WHAT TO DO:
1. According to the case report excerpt on hereditary hemorrhagic telangiectasia, what negative predictive value did one study find for the Curacao criteria?
2. Copy the case report excerpt on hereditary hemorrhagic telangiectasia word for word, from "We chose to" up to and including "is not known.".
3. Extend the case report excerpt on hereditary hemorrhagic telangiectasia, picking up after its final sentence.

DOCUMENT EXTRACT:
Our patient fails the Curacao criteria given that none of these criteria are filled. The Curacao criteria are also well validated with a negative predictive value of 97.7% in one study of 465 patients with a gold standard of diagnostic genetic testing [6]. We note that the workup for our patient at this time is incomplete and requires further studies such as pulmonary angiography, imaging for extrathoracic AVMs (hepatic, cerebral, spinal), and pulmonary function testing. It should be noted that the CT performed was not designed to discover pulmonary arterio-venous malformations but instead for pulmonary embolism. The specific radiologic protocol for this analysis was purposefully delayed to limit contrast and radiation exposure during pregnancy as the utility of finding a specific AVM seemed fruitless as symptoms were well controlled on ambulatory oxygen. However, she has unfortunately been lost to follow-up at this point, despite multiple attempts at contact.

Although HHT is a possible diagnosis for our patient there are no findings of pulmonary AVMs on CT imaging. However, there are multiple cases of HHT with extrathoracic manifestations (notably hepatic) that could also cause dyspnoea and hypoxemia, including one rare case of vaginal, cervical, and uterine AVMs [7]. We implemented ambulatory oxygen therapy to keep O2 saturations above 95% to prevent fetal hypoxia as well as for symptomatic treatment. She recovered quickly postpartum with return to normal oxygen saturations by the second postoperative day. Physiologically this is supported as the systemic vascular resistance falls and blood flow through the AVM decreases along with shunt fraction. In contrast to this quick recovery to pre-pregnancy function, a single case describes symptoms of dyspnoea and vascular congestion that persisted until discharge 16 days postpartum [8].

We chose to focus the remainder of the discussion on hereditary hemorrhagic telangiectasia given a dearth of highquality evidence that describe maternal outcomes. The guidelines for management of pregnant patients with known or suspected HHT are largely derived from expert opinion and small case studies. Screening recommendations seek to identify all locations of AVMs to provide safe obstetric analgesia and delivery. The majority of patients with known AVM’s were delivered by cesarean section although a number of cases demonstrate the safety of vaginal delivery. Ultimately the best route of delivery for maternal HHT is not known.

DATASET ENTRIES:
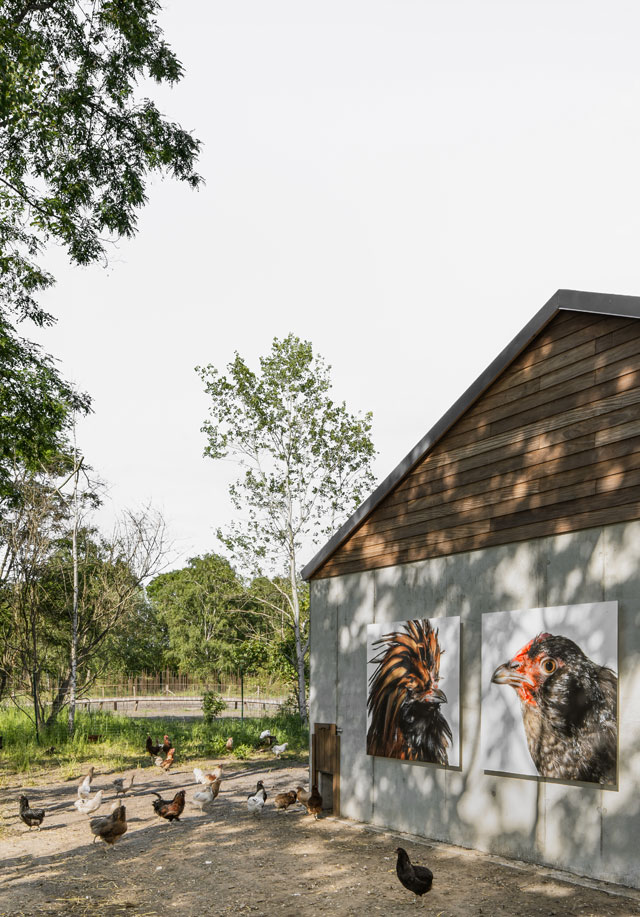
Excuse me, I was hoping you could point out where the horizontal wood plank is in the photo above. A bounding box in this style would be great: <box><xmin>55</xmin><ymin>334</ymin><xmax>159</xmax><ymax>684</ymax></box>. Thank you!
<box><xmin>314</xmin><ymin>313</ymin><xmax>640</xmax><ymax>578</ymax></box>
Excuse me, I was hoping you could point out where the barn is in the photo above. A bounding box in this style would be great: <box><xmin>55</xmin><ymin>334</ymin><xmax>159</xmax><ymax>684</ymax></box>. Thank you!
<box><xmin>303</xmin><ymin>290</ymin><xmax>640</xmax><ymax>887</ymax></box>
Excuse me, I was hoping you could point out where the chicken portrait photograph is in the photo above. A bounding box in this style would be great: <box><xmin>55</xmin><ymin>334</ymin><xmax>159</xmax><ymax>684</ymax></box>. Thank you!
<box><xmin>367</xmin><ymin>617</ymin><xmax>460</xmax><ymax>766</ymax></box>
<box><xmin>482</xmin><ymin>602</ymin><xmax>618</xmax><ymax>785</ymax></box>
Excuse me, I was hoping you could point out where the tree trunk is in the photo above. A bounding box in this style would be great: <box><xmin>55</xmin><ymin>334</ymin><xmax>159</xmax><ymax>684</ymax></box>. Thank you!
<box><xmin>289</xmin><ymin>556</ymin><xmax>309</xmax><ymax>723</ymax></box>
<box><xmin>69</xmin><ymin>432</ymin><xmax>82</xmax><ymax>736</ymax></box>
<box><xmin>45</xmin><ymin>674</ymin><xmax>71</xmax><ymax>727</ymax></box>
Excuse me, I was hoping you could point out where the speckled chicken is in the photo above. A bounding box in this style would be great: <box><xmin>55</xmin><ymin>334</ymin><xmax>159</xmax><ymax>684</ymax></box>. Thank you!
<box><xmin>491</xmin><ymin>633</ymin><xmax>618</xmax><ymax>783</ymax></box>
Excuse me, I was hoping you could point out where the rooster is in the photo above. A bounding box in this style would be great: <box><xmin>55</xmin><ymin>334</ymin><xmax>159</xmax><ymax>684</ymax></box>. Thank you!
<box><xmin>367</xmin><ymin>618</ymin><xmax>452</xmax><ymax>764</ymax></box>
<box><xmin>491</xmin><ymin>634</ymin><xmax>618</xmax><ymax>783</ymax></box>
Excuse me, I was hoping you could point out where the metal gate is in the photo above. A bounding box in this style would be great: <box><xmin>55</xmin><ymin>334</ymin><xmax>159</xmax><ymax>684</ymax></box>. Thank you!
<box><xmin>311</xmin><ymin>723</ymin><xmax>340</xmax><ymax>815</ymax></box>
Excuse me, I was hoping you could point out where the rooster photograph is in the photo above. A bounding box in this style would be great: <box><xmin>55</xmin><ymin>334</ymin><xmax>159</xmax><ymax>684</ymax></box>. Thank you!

WRITTEN RESPONSES:
1. 97.7%

2.
We chose to focus the remainder of the discussion on hereditary hemorrhagic telangiectasia given a dearth of highquality evidence that describe maternal outcomes. The guidelines for management of pregnant patients with known or suspected HHT are largely derived from expert opinion and small case studies. Screening recommendations seek to identify all locations of AVMs to provide safe obstetric analgesia and delivery. The majority of patients with known AVM’s were delivered by cesarean section although a number of cases demonstrate the safety of vaginal delivery. Ultimately the best route of delivery for maternal HHT is not known.

3.
Recommendations are for patients with HHT to undergo screening for AVMs. The overall prevalence in the disease population in different organ system circulations is: hepatic (30%), pulmonary (48%), cerebral (10%), and spinal (1%) [7]. This screening recommendation becomes important given that a study of 111 women with HHT showed that 74% were unaware of the diagnosis prior to pregnancy [3]. Other acquired causes of AVMs exist, such as trauma, hepatic cirrhosis, schistosomiasis, and lung cancer. None of these are known to exist in our case.

Pulmonary AVMs are most likely to cause exertional hypoxia, as their presence in the low-pressure pulmonary system allows for right to left shunting (although the hepatic circulation has similar low-pressure physiology). Multiple articles describe pulmonary AVMs enlarging in pregnancy, possibly from estrogen/progesterone effects on the vasculature [2,9]. Combined with increased cardiac output, blood volume, and decreased systemic vascular resistance of pregnancy, an enlarged AVM may result in worsening exertional hypoxemia. A single article postulates that increasing blood volume of pregnancy, which peaks at around 30 weeks, results in selective distention of the AVM vs. nearby capillaries due to decreased resistance within the AVM. Increased relative blood flow through the AVM then increases the overall shunt fraction and causes symptoms [9]. These changes in maternal physiology also dictate the most likely time of presentation in the third trimester, as in our patient. On review of most case reports/series of HHT in pregnancy, the presenting symptom is most often related to dyspnoea or rupture of the AVM causing acute hemorrhage [7]. Another case presented with “worsening hypoxemia” with “limited exercise tolerance” [5].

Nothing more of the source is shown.